## Exercise 1
For the article below on Obama's engagement with Cuba and Iran, decide whether each statement agrees with it. Answer yes or no for each, and quote the deciding words from the article.
(a) The Non-Aligned Movement met in Havana on April 29.
(b) The article describes the division involving Iran as a North-South dichotomy.
(c) Obama argued that restrictions on remittances made Cubans in Cuba less dependent on the Castro regime.
## Exercise 2
Answer these questions from the article below on Obama's engagement with Cuba and Iran.
(a) Which two countries are the focus of Obama's policy of engagement?
(b) Who is named as Cuba's president?
(c) What event does the article say the collapse of the barriers could be as dramatic as?

## Document text
=== Begin Enclosure ===

Imagine

President Barack Obama is reminding the world that no matter how grave the threat, America will not be defined by enmity but by friendship.

The stakes behind Obama’s policy of engagement with Cuba and Iran could not be higher. A transformation of U.S.-Cuban relations can be the harbinger of change throughout the Americas. And a breakthrough with Iran could drain the swamps of fundamentalism spreading war and poverty in the Islamic world.

Beyond the obvious gains of advancing peace and security, the collapse of the barriers dividing the world into hostile camps — a North-South dichotomy in the case of Cuba and an East-West dichotomy in the case of Iran — can be as dramatic as the collapse of the Berlin Wall.

As America mends the festering wounds of the Cold War, the moment is ripe with possibility. But, as Obama has cautioned, hope has to be tempered with history.

Recognizing that sanctions weaken civil society, Obama argued that restrictions on remittances made Cubans living in Cuba “more dependent on the Castro regime” and “isolated them from the transformative message carried by Cuban-Americans.”

In response to Obama’s overtures, Cuban President Raul Castro signaled his willingness to discuss everything, including political prisoners, freedom of speech and human rights. At the Non-Aligned Movement’s meeting in Havana on April 29, Castro adopted a hard line but reiterated that “we are ready to talk about everything.”

=== End Enclosure ===

## Dataset extract
=== Begin Enclosure ===

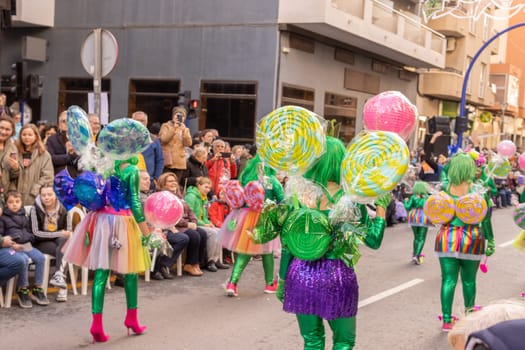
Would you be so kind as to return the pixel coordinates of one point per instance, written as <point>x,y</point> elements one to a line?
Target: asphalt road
<point>399,305</point>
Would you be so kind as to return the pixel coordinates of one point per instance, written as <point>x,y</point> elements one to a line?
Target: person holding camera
<point>174,136</point>
<point>221,165</point>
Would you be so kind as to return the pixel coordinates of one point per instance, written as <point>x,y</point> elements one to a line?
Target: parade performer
<point>110,237</point>
<point>460,243</point>
<point>417,219</point>
<point>238,240</point>
<point>320,249</point>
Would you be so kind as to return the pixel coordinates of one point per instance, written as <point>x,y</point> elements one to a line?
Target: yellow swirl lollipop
<point>471,209</point>
<point>290,139</point>
<point>374,163</point>
<point>439,208</point>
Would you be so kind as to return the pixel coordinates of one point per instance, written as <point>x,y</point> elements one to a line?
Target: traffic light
<point>35,85</point>
<point>7,85</point>
<point>18,77</point>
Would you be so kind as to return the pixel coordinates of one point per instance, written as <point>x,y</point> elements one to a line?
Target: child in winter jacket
<point>15,223</point>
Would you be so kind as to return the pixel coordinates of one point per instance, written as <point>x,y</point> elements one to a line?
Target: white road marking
<point>502,245</point>
<point>389,292</point>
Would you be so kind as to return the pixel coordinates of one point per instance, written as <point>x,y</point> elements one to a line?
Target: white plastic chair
<point>72,268</point>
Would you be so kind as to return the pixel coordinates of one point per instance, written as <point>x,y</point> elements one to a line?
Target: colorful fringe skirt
<point>416,217</point>
<point>235,237</point>
<point>326,288</point>
<point>462,242</point>
<point>110,240</point>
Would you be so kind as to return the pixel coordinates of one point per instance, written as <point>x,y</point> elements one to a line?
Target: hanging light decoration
<point>475,9</point>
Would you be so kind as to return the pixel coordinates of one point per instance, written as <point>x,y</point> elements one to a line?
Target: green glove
<point>145,240</point>
<point>383,201</point>
<point>491,247</point>
<point>280,290</point>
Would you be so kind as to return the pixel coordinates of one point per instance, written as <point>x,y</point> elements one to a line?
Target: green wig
<point>251,173</point>
<point>461,169</point>
<point>328,166</point>
<point>420,187</point>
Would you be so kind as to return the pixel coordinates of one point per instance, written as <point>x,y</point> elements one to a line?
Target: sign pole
<point>97,76</point>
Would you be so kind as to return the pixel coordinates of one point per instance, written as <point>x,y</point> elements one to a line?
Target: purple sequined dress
<point>325,287</point>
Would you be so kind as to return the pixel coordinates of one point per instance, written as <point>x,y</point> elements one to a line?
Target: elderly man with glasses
<point>62,152</point>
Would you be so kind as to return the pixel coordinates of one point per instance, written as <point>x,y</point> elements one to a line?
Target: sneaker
<point>157,276</point>
<point>271,288</point>
<point>23,298</point>
<point>221,266</point>
<point>62,295</point>
<point>58,280</point>
<point>231,290</point>
<point>211,267</point>
<point>165,272</point>
<point>447,327</point>
<point>37,294</point>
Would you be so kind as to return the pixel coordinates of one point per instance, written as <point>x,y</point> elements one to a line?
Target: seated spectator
<point>221,166</point>
<point>49,130</point>
<point>197,199</point>
<point>185,234</point>
<point>62,153</point>
<point>15,223</point>
<point>49,226</point>
<point>12,263</point>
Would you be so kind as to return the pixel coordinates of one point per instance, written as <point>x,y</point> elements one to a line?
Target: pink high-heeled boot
<point>97,329</point>
<point>132,322</point>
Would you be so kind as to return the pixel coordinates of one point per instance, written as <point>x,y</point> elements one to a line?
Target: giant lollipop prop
<point>390,111</point>
<point>162,210</point>
<point>290,139</point>
<point>373,165</point>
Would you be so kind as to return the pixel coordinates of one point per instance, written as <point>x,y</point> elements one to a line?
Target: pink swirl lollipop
<point>483,266</point>
<point>254,195</point>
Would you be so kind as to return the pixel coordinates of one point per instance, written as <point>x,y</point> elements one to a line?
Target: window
<point>74,91</point>
<point>155,97</point>
<point>297,96</point>
<point>343,109</point>
<point>472,25</point>
<point>487,25</point>
<point>482,80</point>
<point>229,107</point>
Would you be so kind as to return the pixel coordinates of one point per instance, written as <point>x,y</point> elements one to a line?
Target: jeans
<point>39,260</point>
<point>178,242</point>
<point>52,247</point>
<point>11,264</point>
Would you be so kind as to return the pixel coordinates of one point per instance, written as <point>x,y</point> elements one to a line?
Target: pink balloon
<point>506,148</point>
<point>390,111</point>
<point>254,195</point>
<point>163,209</point>
<point>234,194</point>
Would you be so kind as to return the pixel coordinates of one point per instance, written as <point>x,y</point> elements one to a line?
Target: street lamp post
<point>503,109</point>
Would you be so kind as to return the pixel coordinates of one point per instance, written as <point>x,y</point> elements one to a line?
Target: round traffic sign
<point>109,52</point>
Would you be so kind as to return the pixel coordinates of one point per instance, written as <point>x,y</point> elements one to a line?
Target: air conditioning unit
<point>451,44</point>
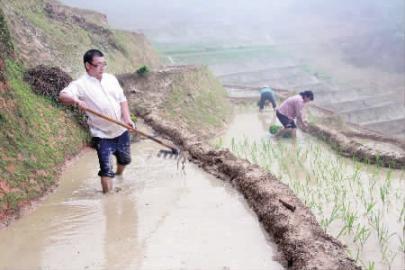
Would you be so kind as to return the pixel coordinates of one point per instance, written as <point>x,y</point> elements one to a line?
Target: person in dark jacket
<point>266,94</point>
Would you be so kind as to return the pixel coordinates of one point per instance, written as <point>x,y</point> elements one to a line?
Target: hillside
<point>46,32</point>
<point>37,135</point>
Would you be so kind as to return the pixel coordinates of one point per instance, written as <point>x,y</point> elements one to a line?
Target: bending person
<point>266,94</point>
<point>290,110</point>
<point>102,92</point>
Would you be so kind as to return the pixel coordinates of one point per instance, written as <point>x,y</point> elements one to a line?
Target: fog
<point>351,53</point>
<point>375,29</point>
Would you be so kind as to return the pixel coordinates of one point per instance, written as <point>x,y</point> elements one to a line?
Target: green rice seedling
<point>370,265</point>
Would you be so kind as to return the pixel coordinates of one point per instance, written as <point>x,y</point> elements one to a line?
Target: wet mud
<point>347,145</point>
<point>349,141</point>
<point>291,224</point>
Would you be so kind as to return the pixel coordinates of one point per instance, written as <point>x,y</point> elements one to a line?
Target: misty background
<point>350,53</point>
<point>370,32</point>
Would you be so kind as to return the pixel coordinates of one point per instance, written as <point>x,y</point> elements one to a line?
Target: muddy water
<point>159,217</point>
<point>361,205</point>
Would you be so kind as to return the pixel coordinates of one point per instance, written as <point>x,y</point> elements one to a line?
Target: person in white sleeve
<point>102,92</point>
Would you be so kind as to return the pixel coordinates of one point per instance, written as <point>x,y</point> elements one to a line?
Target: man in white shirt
<point>102,92</point>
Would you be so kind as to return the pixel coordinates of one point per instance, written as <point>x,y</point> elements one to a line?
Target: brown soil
<point>47,81</point>
<point>294,228</point>
<point>348,139</point>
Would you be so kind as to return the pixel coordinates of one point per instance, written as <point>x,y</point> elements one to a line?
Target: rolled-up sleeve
<point>121,96</point>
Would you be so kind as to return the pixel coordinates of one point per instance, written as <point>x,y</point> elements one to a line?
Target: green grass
<point>199,100</point>
<point>35,138</point>
<point>362,205</point>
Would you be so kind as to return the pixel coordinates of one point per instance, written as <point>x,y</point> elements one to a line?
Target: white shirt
<point>102,96</point>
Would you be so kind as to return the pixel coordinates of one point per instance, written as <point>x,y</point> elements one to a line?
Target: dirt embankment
<point>283,215</point>
<point>354,141</point>
<point>347,144</point>
<point>292,225</point>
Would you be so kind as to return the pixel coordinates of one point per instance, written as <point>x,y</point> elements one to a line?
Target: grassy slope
<point>35,136</point>
<point>45,32</point>
<point>198,100</point>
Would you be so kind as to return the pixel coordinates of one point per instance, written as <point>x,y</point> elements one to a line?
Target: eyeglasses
<point>98,64</point>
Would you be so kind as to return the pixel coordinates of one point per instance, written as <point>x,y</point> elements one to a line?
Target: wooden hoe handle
<point>174,150</point>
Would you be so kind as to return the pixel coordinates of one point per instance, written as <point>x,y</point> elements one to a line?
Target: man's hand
<point>80,104</point>
<point>130,123</point>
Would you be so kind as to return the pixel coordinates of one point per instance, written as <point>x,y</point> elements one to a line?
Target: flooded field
<point>362,205</point>
<point>159,217</point>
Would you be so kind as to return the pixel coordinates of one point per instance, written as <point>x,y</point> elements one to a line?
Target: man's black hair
<point>307,93</point>
<point>90,54</point>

=== End Enclosure ===

## Response box 1
(a) Yes: "At the Non-Aligned Movement’s meeting in Havana on April 29"
(b) No: "an East-West dichotomy in the case of Iran"
(c) No: "more dependent on the Castro regime"

## Response box 2
(a) Cuba and Iran
(b) Raul Castro
(c) The collapse of the Berlin Wall